_WHAT NEEDS TO BE DONE_
Set down the records that follow exactly and completely.

_DATASET ENTRIES_
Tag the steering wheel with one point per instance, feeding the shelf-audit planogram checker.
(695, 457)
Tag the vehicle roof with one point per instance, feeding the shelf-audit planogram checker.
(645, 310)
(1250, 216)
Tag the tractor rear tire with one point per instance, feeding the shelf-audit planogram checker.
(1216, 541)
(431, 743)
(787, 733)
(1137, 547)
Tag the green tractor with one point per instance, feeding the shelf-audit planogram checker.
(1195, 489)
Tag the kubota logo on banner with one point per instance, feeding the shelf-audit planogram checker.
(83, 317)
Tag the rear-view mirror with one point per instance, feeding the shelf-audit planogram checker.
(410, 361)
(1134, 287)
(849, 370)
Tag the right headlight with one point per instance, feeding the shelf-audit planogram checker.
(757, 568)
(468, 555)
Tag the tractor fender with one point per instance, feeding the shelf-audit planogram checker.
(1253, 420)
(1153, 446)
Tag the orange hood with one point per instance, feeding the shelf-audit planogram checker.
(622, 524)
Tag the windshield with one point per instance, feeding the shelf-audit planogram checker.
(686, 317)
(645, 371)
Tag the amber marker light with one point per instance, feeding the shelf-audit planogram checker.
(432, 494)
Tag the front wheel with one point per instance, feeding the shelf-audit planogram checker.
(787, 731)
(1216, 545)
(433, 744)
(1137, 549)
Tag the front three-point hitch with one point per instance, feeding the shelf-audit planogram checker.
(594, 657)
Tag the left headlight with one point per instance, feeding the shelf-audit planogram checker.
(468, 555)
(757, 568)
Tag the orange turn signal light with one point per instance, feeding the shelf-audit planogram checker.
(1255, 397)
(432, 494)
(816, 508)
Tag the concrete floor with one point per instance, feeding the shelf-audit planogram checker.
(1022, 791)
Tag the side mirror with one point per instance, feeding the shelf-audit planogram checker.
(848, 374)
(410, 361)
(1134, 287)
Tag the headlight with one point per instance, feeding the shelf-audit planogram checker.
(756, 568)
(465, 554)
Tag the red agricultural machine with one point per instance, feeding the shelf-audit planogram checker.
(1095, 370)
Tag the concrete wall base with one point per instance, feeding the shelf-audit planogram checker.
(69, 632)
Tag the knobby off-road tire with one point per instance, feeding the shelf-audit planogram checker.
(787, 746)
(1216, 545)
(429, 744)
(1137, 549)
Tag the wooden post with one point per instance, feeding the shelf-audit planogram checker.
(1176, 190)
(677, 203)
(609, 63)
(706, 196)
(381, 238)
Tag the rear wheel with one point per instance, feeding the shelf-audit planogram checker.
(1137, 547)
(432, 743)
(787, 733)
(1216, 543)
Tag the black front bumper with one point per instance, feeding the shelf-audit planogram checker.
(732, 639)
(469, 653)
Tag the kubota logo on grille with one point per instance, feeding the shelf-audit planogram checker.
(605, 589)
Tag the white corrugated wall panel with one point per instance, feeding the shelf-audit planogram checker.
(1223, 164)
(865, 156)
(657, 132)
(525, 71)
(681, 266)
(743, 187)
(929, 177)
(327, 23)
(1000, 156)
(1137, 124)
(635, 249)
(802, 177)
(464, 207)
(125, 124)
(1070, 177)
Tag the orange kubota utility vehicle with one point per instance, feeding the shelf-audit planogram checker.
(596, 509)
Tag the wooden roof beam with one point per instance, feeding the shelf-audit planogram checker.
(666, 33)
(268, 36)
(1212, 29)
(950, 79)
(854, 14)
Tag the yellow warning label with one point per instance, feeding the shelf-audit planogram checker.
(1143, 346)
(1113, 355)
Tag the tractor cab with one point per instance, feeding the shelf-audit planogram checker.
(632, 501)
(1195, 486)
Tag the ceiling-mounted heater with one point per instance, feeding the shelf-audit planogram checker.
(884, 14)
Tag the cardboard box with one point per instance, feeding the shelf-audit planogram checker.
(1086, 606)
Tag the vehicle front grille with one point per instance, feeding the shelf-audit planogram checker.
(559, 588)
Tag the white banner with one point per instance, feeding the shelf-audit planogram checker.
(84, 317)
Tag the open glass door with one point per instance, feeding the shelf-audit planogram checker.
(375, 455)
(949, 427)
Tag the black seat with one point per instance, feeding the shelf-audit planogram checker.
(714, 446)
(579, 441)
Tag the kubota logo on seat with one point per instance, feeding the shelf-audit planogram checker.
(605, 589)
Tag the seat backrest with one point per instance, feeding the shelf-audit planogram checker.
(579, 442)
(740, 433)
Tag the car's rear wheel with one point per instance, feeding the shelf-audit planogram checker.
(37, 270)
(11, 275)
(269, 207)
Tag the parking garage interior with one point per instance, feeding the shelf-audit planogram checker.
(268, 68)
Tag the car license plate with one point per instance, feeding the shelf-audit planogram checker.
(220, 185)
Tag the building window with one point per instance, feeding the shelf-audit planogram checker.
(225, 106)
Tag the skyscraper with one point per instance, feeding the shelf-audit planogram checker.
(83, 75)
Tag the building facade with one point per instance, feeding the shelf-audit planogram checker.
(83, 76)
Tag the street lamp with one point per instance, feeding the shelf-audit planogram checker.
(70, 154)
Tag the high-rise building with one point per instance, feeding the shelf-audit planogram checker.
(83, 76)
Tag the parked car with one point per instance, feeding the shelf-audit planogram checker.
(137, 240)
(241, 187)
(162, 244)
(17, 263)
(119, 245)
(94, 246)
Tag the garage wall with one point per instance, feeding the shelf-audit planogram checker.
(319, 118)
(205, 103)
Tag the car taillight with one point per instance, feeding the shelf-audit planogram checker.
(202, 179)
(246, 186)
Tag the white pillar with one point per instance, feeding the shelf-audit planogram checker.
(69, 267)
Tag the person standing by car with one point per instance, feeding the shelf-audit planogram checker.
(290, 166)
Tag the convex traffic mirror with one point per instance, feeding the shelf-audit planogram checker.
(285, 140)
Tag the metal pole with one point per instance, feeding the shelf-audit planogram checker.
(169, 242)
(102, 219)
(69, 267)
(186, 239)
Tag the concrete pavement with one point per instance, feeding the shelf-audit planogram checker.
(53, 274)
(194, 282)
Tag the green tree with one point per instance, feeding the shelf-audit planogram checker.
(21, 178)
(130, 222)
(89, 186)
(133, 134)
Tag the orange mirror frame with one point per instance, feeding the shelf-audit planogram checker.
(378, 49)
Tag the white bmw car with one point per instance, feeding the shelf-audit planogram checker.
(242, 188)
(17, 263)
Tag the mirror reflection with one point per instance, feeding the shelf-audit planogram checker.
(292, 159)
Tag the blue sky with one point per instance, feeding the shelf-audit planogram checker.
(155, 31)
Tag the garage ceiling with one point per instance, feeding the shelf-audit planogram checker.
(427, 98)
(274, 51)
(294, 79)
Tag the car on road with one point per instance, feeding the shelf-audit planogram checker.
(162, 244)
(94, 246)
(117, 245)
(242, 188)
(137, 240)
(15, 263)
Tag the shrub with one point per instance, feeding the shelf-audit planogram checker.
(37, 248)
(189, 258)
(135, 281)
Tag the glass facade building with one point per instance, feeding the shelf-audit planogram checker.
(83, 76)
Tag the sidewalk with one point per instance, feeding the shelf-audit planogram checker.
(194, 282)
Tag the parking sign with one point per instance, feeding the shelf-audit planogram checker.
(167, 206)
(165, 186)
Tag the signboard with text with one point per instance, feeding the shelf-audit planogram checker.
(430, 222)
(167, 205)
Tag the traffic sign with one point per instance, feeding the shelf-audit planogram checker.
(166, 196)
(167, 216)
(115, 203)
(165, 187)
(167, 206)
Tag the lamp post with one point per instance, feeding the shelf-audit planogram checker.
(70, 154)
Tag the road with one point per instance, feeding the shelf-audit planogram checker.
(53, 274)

_RESPONSE BOX_
Tag the steering wheel with one point per instance, feeding the shelf-audit planogram checker.
(695, 457)
Tag the vehicle roof with one point per instance, feeding the shelf-audit planogram checker.
(645, 310)
(1250, 216)
Tag the tractor rear tire with one point per instance, feeding the shelf-audit planogram checker.
(1216, 541)
(431, 743)
(787, 733)
(1137, 547)
Tag the green tractor with one point per instance, feeding the shelf-audit planogram checker.
(1195, 489)
Tag the kubota logo on banner with one point per instance, feeding the shelf-audit planogram checker.
(83, 317)
Tag the rear-view mirror with one point per instance, feeding the shelf-audit planogram checker.
(410, 361)
(1134, 287)
(849, 370)
Tag the right headlight with one point per instance, feeding the shelf-audit planogram checker.
(757, 568)
(468, 555)
Tag the tractor fender with one point per instance, feeding the shelf-audit planogram checker.
(1253, 420)
(1153, 446)
Tag the orange hood with one point per instance, feeding the shelf-audit planogram checker.
(622, 524)
Tag the windshield with one point per instance, feeding the shelf-audit planogram checker.
(686, 317)
(645, 371)
Tag the amber marker light with one point per instance, feeding the shelf-audit planogram checker.
(432, 494)
Tag the front wheel with one point per instance, feeding the shelf-audit planogram checker.
(787, 731)
(1216, 545)
(433, 744)
(1137, 549)
Tag the front three-point hitch with one point per instance, feeding the shelf-audit planogram checker.
(594, 657)
Tag the left headlight with one point per instance, feeding the shelf-audit planogram checker.
(468, 555)
(757, 568)
Tag the orange turn signal light with one point per instance, feeding the shelf-audit planogram checker.
(1255, 397)
(432, 494)
(816, 508)
Tag the concrete floor with one point per instance, feeding the shelf-audit planogram checker.
(1022, 791)
Tag the side mirror with one point per instance, feeding the shelf-audit planogram checker.
(848, 374)
(410, 361)
(1134, 287)
Tag the headlight with one point per instance, feeding the shelf-audit planogram checker.
(756, 568)
(465, 554)
Tag the red agricultural machine with one point per instance, feeding the shelf-audit planogram checker.
(1095, 370)
Tag the concrete wall base with one point per instance, feeding the shelf-audit planogram checker.
(69, 632)
Tag the knobby off-road tire with one point per instance, feeding the shelf-audit planogram checker.
(787, 746)
(1216, 545)
(429, 744)
(1137, 549)
Tag the wooden post with one point per instance, feeding the shelf-audit planogram checker.
(1176, 190)
(677, 203)
(609, 63)
(706, 196)
(381, 238)
Tag the rear wheel with one point per instance, feeding the shelf-audit planogram checker.
(1137, 547)
(432, 743)
(787, 733)
(1216, 543)
Tag the black front bumper with one point per instance, feeding the shelf-audit planogram checker.
(732, 639)
(469, 653)
Tag the kubota logo on grille with one point per instance, feeding the shelf-audit planogram checker.
(605, 589)
Tag the white corrugated wall panel with one point per instance, feeding the shelf-audit planogram checker.
(1223, 164)
(865, 156)
(657, 132)
(525, 71)
(681, 266)
(743, 187)
(929, 177)
(327, 23)
(1000, 156)
(1137, 124)
(635, 249)
(802, 177)
(464, 207)
(125, 124)
(1070, 177)
Tag the orange kubota utility vehicle with one point per instance, feeding the shelf-audit planogram checker.
(596, 509)
Tag the wooden roof beam with one point per instance, feeding the shelf-audit planogram checker.
(666, 33)
(268, 36)
(1212, 29)
(950, 79)
(854, 14)
Tag the yellow warning label with one point per instance, feeding the shelf-audit planogram checker.
(1143, 346)
(1113, 355)
Tag the tractor cab with one point per instance, feeding the shelf-audit planogram checker.
(632, 501)
(1195, 486)
Tag the ceiling-mounted heater with one point per instance, feeding the shelf-audit planogram checker.
(884, 14)
Tag the cardboard box with one point per instance, feeding the shelf-audit planogram checker.
(1086, 606)
Tag the vehicle front grille with one point per instance, feeding the shelf-audit planogram checker.
(559, 588)
Tag the white banner with one point per instance, feeding the shelf-audit planogram checker.
(84, 317)
Tag the open glass door with one point per instance, feeding the shelf-audit planogram checker.
(375, 455)
(949, 427)
Tag the black seat with one point per instance, feeding the shelf-audit planogram checker.
(714, 446)
(579, 441)
Tag the kubota logo on seat with one point per instance, feeding the shelf-audit planogram checker.
(605, 589)
Tag the seat backrest with one point per instance, feeding the shelf-audit planogram checker.
(579, 442)
(740, 433)
Tag the car's rear wheel with one point per instance, feeding the shelf-audit planogram checker.
(37, 270)
(11, 275)
(269, 207)
Tag the parking garage interior with one point per instance, feeding the shelf-audit planogram checker.
(268, 68)
Tag the car license plate with one point per instance, feeding the shelf-audit planogram checker.
(220, 185)
Tag the building window with one point per instance, feeding the shelf-audit planogram checker.
(225, 106)
Tag the skyscraper with one point per instance, feeding the shelf-audit planogram checker.
(83, 75)
Tag the building facade with one point per instance, feeding the shelf-audit planogram checker.
(83, 76)
Tag the street lamp with one point per instance, feeding the shelf-audit planogram checker.
(70, 154)
Tag the high-rise building with one point per instance, feeding the shelf-audit planogram checker.
(83, 76)
Tag the parked car with one point per instance, feeding the shelf-audit planogram checker.
(137, 240)
(241, 187)
(162, 244)
(17, 263)
(119, 245)
(94, 246)
Tag the garage wall with one point per instance, feeding the shelf-audit planogram checker.
(319, 118)
(205, 103)
Tag the car taillight with one point per instance, feeding the shelf-audit planogram checker.
(202, 179)
(246, 186)
Tag the white pillar with one point per instance, feeding the shelf-audit planogram checker.
(69, 267)
Tag the person standing by car with one point per instance, feeding the shelf-audit planogram checker.
(290, 166)
Tag the convex traffic mirror with one point per instance, feeding the shelf-audit planogram checker.
(285, 140)
Tag the metal pole with one point per instance, feeding the shelf-audit planogram checker.
(169, 242)
(102, 219)
(69, 267)
(186, 239)
Tag the concrete pavement with one point per instance, feeding the shelf-audit planogram checker.
(53, 274)
(194, 282)
Tag the green tree with one point per instance, feeding the shelf-audit planogram checker.
(21, 178)
(130, 222)
(89, 186)
(133, 134)
Tag the orange mirror frame with one point per instance, feeding the shelf-audit planogram checker.
(378, 49)
Tag the white bmw car with one point per instance, feeding the shelf-audit planogram checker.
(242, 188)
(17, 263)
Tag the mirror reflection with one point per instance, feeding the shelf-audit planogram checker.
(292, 159)
Tag the blue sky with one point per instance, feeding the shelf-audit planogram checker.
(155, 31)
Tag the garage ceiling with one point per instance, feeding the shelf-audit planogram checker.
(427, 98)
(274, 51)
(294, 79)
Tag the car on road with one point per instance, feeding the shelf-audit planogram checker.
(162, 244)
(94, 246)
(117, 245)
(242, 188)
(137, 240)
(15, 263)
Tag the shrub with one point per instance, feeding the shelf-audit planogram checker.
(37, 248)
(189, 258)
(135, 281)
Tag the glass facade building with one point per instance, feeding the shelf-audit planogram checker.
(83, 76)
Tag the sidewalk with one point per instance, feeding the shelf-audit planogram checker.
(194, 282)
Tag the parking sign with one point per instance, feeding the shelf-audit planogram checker.
(167, 206)
(165, 186)
Tag the signboard with text with one point per instance, feeding the shelf-audit planogram checker.
(430, 222)
(167, 205)
Tag the traffic sign with one point per instance, feeding the shelf-audit planogram checker.
(166, 196)
(167, 216)
(115, 203)
(165, 187)
(167, 206)
Tag the lamp post with one point per instance, feeding the shelf-audit planogram checker.
(70, 154)
Tag the road with one point per instance, feeding the shelf-audit planogram checker.
(53, 274)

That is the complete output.